▸ **Task brief**: Locate each line in the data below that contains the word "dark" and copy those lines out in full.
= = =
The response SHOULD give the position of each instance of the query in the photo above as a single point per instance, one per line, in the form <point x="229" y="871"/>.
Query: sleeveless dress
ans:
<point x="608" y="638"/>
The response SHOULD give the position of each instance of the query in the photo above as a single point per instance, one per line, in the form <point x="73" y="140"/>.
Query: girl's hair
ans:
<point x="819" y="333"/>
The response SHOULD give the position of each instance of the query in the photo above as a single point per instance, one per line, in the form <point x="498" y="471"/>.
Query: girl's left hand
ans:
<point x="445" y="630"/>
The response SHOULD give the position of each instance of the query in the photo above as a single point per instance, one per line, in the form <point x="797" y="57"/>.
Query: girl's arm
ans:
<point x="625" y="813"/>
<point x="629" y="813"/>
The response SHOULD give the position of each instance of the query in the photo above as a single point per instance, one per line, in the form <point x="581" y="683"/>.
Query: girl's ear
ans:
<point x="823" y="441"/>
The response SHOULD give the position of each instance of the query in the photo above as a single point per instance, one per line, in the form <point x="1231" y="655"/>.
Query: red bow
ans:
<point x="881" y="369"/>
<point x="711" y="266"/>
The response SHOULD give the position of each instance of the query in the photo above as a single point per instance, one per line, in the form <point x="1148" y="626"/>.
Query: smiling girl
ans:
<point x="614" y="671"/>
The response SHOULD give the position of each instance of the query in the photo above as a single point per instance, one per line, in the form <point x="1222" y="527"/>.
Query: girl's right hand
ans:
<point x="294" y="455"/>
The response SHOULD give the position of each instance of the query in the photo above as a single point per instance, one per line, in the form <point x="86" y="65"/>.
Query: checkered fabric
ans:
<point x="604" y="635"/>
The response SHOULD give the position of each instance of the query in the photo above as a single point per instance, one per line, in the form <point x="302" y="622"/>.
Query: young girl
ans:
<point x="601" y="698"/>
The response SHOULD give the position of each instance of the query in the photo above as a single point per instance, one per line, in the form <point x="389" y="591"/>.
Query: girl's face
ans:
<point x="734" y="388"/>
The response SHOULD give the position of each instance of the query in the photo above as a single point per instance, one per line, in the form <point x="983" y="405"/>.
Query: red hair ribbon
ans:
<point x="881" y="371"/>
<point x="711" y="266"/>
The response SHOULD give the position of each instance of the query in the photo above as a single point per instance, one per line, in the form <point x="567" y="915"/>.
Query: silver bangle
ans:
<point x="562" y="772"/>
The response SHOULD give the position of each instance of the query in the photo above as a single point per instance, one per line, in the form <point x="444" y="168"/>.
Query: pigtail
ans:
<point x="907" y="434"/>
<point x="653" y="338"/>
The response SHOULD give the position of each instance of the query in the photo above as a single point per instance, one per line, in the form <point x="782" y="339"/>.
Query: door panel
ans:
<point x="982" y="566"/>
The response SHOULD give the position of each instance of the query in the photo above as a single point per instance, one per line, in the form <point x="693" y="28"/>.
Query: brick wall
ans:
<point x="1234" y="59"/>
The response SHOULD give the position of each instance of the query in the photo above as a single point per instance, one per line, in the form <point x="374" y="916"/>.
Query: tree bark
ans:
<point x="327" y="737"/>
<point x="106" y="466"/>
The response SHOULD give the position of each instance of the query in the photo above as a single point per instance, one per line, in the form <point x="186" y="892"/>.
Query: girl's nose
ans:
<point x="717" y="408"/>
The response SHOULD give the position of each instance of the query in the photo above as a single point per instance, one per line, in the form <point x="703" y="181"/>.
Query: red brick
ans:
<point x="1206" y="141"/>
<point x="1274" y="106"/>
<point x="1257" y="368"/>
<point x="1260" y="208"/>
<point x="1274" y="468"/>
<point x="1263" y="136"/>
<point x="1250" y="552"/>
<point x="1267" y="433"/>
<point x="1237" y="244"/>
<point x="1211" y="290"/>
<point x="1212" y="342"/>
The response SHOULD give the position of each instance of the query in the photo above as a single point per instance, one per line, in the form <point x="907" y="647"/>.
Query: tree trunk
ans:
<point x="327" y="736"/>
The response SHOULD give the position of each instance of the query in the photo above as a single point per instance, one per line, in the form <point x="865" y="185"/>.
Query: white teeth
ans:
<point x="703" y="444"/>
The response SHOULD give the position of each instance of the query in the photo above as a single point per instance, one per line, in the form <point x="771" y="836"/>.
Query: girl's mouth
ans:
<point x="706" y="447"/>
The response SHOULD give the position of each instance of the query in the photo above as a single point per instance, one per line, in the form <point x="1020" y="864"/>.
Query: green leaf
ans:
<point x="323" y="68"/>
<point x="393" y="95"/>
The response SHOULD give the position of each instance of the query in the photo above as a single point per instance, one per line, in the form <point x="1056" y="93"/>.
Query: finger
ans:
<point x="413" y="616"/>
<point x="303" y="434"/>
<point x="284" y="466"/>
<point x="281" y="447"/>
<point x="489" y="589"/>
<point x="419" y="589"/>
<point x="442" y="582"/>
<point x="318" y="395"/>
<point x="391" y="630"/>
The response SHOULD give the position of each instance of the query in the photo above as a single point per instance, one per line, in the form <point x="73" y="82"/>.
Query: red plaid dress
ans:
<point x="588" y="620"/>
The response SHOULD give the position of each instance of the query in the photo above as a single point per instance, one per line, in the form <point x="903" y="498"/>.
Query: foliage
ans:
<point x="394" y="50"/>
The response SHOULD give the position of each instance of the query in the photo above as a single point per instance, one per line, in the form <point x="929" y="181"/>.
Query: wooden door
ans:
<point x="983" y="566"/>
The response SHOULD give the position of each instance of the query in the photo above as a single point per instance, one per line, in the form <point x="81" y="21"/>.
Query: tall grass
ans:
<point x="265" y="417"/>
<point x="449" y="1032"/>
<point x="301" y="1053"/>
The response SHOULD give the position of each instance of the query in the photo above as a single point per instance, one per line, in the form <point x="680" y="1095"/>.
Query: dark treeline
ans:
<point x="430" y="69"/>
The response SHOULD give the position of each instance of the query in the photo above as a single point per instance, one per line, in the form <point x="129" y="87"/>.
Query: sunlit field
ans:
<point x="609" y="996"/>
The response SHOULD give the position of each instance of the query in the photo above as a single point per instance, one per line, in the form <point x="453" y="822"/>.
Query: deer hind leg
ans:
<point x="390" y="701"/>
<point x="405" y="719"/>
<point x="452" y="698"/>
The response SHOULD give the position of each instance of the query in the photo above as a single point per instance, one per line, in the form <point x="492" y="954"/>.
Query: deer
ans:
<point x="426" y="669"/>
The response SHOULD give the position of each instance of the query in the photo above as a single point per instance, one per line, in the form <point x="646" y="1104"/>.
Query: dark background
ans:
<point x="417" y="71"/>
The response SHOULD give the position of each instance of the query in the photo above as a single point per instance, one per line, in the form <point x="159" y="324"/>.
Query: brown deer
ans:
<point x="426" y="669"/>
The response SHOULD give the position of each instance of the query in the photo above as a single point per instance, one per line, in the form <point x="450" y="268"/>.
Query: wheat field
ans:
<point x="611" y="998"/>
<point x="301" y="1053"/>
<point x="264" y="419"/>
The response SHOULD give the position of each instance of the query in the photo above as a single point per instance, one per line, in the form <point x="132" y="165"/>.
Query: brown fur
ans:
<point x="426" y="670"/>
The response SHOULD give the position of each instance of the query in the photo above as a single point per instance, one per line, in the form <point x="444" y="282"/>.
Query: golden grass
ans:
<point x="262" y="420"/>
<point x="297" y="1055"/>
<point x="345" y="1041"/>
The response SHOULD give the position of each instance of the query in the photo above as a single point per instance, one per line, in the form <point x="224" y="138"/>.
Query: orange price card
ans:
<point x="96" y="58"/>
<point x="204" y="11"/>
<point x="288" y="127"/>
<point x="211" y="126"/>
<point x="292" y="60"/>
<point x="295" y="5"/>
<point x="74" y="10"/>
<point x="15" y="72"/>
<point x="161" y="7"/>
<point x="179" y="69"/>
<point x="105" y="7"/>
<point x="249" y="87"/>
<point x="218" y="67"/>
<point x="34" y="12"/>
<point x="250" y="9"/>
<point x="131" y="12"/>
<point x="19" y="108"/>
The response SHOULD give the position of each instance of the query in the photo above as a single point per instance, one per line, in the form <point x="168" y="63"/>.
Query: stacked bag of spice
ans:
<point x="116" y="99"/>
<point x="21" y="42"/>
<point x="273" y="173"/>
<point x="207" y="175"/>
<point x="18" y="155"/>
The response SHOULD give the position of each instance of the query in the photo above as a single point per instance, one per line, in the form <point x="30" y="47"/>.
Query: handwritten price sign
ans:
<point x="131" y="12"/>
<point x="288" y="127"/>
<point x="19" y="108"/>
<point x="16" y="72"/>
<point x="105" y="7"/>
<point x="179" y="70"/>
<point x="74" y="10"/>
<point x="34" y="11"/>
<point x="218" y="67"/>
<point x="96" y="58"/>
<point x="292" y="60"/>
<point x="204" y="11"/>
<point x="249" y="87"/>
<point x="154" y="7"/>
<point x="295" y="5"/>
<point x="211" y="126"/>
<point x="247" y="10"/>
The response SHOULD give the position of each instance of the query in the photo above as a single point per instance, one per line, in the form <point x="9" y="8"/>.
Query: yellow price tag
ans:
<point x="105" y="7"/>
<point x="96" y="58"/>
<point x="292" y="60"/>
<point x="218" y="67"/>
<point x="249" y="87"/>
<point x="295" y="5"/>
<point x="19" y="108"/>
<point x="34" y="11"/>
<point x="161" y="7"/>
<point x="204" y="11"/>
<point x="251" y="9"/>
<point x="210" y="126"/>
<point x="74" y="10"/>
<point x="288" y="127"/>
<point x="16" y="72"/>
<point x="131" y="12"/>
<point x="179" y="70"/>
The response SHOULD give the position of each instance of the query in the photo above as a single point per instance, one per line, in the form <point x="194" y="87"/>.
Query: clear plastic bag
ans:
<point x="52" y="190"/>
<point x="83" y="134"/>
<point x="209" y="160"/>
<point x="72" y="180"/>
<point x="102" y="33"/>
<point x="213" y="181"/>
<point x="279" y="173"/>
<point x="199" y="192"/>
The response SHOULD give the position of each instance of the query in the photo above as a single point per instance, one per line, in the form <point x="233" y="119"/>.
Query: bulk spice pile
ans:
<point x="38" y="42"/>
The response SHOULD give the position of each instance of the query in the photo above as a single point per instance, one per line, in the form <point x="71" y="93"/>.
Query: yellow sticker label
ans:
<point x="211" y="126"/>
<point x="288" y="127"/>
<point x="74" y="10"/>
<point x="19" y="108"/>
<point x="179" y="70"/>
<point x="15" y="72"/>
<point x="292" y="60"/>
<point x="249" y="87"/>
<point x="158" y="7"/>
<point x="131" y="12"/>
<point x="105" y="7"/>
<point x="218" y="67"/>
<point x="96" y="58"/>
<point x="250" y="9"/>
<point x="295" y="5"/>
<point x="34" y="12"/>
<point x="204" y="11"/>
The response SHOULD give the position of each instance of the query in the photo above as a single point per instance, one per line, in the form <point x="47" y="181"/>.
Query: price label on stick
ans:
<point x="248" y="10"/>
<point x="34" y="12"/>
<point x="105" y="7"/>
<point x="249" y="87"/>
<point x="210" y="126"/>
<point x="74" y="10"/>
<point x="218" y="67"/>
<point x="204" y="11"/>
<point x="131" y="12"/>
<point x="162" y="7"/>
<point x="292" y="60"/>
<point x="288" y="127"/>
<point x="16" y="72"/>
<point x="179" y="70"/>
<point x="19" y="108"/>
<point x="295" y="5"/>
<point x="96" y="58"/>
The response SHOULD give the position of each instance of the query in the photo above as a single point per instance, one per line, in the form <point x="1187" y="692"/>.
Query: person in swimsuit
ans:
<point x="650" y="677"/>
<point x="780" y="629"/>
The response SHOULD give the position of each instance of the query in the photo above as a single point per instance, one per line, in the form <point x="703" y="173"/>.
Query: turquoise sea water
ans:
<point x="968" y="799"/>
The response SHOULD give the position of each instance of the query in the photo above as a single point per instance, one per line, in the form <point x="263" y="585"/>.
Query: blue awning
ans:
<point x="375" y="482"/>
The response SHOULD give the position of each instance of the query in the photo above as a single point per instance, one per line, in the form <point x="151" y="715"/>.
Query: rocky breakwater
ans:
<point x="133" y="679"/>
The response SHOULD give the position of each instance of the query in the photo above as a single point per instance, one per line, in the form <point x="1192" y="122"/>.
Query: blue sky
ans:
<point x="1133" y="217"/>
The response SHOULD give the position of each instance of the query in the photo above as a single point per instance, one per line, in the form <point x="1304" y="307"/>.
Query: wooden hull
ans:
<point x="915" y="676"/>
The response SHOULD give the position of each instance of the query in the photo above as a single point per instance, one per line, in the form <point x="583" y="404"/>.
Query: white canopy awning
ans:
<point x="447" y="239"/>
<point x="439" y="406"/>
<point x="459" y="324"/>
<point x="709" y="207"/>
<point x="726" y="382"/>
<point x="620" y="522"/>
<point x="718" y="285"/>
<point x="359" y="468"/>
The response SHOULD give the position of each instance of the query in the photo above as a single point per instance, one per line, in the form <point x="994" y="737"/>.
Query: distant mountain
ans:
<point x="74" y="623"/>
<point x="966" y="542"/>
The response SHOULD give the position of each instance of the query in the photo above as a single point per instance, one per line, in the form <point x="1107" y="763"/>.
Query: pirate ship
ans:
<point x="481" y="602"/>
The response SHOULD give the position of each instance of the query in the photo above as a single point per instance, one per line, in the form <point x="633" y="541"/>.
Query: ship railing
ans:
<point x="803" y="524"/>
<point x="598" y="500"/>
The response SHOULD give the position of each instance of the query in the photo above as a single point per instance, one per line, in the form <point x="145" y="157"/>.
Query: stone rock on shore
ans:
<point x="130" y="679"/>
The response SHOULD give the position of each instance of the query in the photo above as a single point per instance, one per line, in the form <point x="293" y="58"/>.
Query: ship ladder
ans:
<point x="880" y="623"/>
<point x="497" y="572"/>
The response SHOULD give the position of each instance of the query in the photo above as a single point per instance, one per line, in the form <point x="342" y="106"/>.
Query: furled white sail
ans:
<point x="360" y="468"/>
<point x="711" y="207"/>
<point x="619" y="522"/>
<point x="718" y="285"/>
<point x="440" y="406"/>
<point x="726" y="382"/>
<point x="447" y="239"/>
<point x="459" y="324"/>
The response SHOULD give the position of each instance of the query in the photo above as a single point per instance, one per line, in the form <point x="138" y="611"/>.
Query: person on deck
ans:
= = =
▸ **Response below**:
Query: dark treeline
Query: dark background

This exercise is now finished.